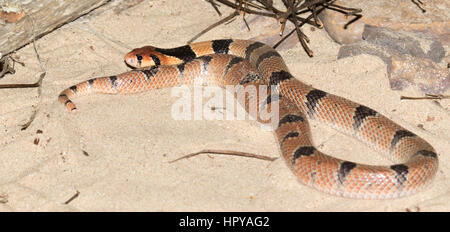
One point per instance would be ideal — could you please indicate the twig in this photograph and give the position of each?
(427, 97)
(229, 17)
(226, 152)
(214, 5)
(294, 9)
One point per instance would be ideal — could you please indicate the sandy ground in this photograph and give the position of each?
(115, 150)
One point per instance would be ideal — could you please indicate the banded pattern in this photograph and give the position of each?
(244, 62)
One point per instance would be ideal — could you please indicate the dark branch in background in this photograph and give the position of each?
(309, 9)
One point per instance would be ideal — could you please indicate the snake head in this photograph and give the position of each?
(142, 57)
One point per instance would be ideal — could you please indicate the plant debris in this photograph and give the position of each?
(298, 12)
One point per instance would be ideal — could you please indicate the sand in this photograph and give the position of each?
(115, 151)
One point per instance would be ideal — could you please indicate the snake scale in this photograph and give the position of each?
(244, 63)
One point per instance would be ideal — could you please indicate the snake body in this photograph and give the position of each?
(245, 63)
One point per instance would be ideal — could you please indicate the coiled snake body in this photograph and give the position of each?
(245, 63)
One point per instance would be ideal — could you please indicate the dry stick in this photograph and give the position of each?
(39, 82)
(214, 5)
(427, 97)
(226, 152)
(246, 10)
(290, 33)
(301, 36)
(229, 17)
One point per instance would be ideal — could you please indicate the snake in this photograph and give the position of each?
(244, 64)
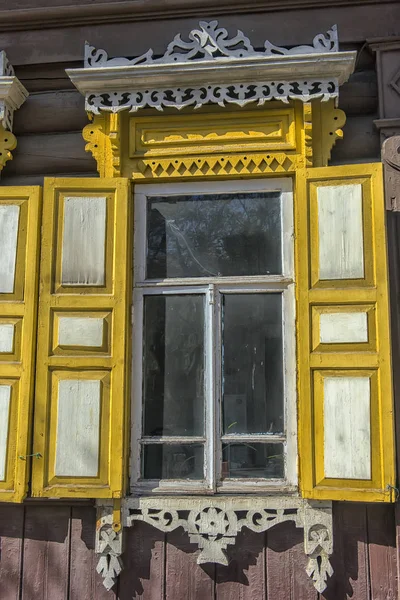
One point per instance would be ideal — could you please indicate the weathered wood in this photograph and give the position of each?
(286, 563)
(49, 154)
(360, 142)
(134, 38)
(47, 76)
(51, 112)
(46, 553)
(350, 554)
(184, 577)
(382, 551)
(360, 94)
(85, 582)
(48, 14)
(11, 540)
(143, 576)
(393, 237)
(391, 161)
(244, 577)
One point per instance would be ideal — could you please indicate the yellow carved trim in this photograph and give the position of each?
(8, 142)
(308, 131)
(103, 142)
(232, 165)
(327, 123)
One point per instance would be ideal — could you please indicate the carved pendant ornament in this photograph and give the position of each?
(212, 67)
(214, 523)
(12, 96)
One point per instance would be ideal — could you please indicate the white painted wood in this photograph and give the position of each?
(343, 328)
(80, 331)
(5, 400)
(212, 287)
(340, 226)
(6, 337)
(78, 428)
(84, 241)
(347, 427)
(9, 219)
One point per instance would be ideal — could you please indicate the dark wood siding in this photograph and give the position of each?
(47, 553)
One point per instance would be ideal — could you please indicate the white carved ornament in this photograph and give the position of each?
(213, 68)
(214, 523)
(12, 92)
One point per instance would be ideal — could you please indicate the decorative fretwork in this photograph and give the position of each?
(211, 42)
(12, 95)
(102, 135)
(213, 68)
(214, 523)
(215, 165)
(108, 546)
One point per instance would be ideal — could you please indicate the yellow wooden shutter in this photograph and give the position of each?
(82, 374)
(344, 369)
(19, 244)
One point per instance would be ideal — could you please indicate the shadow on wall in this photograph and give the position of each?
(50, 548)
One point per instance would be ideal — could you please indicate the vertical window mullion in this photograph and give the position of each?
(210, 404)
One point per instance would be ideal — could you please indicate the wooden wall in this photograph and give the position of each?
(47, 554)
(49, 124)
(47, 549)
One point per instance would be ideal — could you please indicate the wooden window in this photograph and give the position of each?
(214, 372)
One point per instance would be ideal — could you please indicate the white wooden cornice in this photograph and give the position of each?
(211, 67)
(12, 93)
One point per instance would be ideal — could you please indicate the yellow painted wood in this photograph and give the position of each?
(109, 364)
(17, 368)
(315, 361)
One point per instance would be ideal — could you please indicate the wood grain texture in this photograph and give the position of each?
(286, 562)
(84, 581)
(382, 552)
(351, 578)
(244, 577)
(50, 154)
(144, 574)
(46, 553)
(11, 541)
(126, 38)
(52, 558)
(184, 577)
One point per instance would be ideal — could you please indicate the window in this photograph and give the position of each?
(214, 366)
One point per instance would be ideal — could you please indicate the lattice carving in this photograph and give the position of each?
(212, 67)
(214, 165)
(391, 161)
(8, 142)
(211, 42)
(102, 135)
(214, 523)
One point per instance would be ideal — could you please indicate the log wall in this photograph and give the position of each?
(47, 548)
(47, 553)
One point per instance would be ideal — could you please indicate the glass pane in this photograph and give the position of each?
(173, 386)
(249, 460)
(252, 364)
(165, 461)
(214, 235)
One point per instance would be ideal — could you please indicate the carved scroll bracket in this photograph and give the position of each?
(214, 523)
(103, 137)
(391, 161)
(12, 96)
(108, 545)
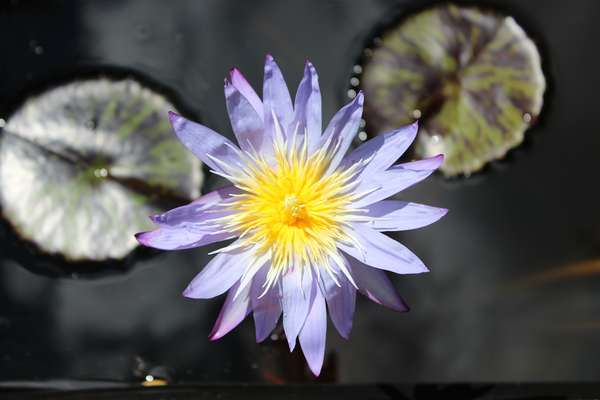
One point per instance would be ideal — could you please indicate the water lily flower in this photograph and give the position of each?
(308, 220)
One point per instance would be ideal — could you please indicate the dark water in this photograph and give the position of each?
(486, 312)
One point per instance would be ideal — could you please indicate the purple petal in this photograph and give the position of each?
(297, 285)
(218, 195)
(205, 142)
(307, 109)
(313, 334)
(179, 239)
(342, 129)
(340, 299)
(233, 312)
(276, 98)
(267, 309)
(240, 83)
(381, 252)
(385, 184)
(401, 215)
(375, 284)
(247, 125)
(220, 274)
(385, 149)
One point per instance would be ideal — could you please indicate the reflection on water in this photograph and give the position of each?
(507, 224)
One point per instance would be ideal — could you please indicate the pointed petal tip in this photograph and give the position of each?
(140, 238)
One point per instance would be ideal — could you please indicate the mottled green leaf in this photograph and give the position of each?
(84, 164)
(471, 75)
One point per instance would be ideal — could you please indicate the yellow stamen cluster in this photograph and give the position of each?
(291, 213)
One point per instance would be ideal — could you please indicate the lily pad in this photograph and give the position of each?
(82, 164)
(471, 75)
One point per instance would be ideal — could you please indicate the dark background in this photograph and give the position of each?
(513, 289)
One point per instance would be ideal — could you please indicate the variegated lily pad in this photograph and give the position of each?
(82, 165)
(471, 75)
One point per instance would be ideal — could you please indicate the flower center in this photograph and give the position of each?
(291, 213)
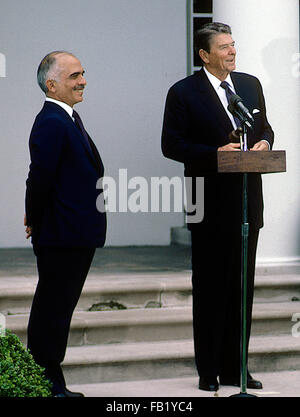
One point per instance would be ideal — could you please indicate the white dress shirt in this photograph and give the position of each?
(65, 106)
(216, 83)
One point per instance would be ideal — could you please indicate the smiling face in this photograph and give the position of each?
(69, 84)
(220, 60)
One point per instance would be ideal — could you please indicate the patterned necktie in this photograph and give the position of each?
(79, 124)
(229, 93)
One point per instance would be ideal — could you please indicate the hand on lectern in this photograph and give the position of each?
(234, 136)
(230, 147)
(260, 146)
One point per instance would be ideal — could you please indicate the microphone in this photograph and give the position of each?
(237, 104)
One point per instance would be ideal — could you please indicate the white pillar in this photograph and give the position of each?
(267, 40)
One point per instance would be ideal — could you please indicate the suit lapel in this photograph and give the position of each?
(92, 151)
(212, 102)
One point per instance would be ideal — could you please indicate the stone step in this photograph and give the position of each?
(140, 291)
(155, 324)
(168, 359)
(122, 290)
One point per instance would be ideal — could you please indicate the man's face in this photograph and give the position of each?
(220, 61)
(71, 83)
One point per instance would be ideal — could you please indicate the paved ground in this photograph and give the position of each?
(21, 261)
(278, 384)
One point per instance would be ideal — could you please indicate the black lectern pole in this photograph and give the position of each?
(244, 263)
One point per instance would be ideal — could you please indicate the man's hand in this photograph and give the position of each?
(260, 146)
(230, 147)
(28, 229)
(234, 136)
....
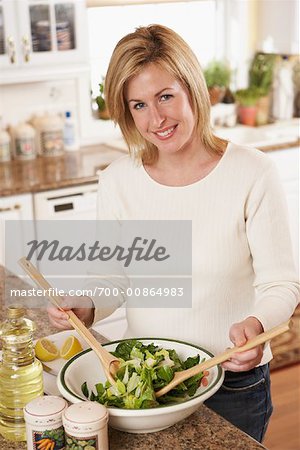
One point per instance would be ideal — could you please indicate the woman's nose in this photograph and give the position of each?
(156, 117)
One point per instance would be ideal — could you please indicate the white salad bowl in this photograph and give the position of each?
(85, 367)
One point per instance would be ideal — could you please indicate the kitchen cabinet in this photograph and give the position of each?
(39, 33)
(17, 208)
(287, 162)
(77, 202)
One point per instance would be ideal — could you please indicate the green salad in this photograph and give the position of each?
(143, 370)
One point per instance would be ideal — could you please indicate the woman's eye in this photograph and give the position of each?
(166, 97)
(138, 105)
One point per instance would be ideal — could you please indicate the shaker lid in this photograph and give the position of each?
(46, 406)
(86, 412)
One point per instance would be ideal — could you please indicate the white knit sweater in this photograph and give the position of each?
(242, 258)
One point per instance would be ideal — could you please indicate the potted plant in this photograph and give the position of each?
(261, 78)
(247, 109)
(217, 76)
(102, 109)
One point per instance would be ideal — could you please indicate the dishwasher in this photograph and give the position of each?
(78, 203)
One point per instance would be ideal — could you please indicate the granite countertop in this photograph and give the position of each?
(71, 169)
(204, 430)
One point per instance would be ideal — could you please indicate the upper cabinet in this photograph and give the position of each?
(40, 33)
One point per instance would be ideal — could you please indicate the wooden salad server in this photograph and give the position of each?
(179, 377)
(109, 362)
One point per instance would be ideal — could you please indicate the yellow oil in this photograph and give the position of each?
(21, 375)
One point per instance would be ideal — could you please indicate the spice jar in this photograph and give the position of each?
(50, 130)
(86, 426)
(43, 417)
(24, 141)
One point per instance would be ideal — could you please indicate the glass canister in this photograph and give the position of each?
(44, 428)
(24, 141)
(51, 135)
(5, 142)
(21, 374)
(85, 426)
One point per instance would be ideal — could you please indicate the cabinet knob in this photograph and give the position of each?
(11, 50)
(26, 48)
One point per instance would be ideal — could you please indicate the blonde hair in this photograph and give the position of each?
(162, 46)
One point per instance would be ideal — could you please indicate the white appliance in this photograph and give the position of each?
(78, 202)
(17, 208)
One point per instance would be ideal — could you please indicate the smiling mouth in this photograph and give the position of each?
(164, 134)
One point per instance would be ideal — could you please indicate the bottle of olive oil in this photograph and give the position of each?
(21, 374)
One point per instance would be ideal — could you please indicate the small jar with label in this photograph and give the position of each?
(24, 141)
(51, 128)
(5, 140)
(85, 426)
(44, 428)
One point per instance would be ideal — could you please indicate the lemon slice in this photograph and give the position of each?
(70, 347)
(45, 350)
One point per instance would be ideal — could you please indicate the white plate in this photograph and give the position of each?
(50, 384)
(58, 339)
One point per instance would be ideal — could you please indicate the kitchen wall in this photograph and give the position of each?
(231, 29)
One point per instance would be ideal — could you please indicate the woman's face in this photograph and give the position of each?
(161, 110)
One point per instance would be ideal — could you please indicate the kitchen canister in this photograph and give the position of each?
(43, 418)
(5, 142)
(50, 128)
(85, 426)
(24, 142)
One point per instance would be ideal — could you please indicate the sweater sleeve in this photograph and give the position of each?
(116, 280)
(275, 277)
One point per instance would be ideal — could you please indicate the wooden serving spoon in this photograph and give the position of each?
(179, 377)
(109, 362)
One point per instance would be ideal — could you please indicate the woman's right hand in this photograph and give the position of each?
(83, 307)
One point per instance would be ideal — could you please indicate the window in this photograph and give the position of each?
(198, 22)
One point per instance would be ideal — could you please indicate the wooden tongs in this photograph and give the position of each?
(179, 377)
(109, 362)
....
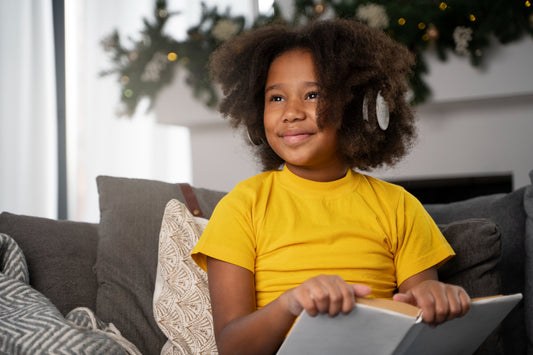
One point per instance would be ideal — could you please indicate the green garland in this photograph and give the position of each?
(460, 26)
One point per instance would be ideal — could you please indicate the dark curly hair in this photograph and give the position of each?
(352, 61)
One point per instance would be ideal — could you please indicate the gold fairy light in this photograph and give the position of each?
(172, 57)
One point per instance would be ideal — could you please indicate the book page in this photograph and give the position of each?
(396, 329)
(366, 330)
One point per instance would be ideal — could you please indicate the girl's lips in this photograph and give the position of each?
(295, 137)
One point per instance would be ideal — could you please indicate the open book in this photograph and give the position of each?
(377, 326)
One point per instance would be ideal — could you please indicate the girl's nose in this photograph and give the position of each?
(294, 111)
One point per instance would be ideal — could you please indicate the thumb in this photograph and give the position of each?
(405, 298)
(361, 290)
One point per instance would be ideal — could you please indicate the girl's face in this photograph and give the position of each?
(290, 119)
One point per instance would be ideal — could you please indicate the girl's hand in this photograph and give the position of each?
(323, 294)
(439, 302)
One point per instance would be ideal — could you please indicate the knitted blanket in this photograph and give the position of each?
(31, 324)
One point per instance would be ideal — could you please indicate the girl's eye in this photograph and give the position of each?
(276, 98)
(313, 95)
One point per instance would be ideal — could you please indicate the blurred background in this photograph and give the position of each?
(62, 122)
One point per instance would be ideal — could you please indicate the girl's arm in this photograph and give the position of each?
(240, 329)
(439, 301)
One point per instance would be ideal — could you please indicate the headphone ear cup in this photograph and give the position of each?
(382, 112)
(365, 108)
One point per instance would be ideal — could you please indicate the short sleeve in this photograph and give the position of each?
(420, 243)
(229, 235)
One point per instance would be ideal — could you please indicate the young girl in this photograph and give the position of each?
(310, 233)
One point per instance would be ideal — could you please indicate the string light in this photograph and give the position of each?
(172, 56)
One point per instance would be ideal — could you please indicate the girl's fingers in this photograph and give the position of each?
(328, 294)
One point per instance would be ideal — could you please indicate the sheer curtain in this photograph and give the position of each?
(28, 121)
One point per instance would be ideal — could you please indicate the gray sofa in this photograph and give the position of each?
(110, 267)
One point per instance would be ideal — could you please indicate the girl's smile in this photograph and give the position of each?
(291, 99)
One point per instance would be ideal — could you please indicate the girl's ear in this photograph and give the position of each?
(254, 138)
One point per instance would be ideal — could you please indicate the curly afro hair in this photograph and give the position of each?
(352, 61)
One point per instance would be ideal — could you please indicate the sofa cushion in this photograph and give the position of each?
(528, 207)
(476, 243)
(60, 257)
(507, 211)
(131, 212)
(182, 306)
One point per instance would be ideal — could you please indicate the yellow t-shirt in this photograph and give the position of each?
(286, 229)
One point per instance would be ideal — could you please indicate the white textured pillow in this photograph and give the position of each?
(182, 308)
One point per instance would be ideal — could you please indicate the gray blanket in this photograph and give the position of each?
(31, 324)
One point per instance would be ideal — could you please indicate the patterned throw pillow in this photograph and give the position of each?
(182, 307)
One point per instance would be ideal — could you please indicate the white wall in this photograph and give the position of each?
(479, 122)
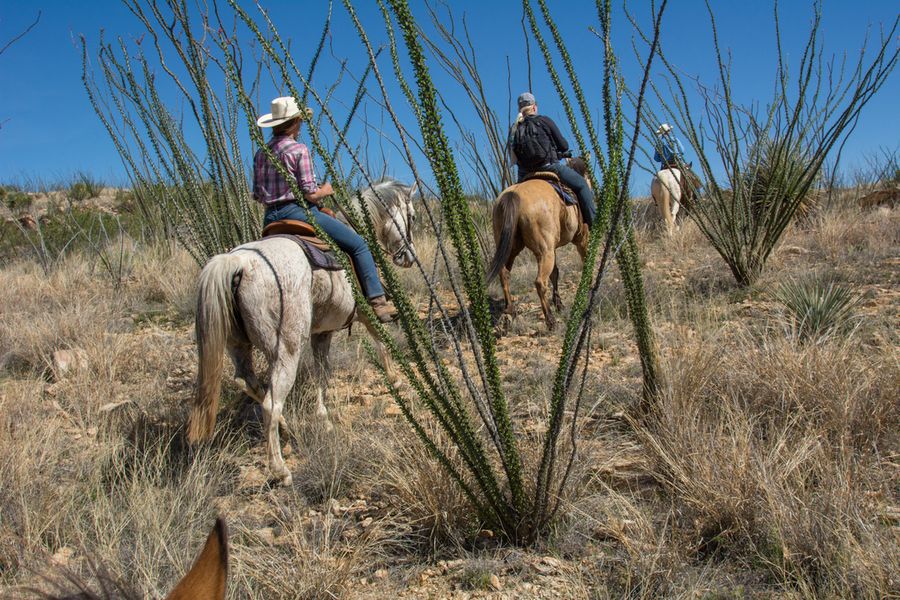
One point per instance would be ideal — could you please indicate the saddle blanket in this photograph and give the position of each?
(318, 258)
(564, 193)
....
Collect every line of the data above that contains the string "patterned", and copy each one out in full. Case matters in the match.

One point per instance would be ideal — could you please indicate the patterned necktie in this photograph and give the position of each?
One point per instance would be ideal — could you please indicate the patterned throw pillow in this photograph and give the position of each?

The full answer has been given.